**Your assignment**
All of the records must come back exactly as they were given.

(Recorded data)

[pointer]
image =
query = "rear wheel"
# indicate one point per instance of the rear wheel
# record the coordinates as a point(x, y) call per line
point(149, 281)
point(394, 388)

**Problem solution**
[pointer]
image =
query = "rear wheel"
# indicate one point per instance of the rear wheel
# record the coordinates as a point(x, y) call per line
point(149, 281)
point(394, 388)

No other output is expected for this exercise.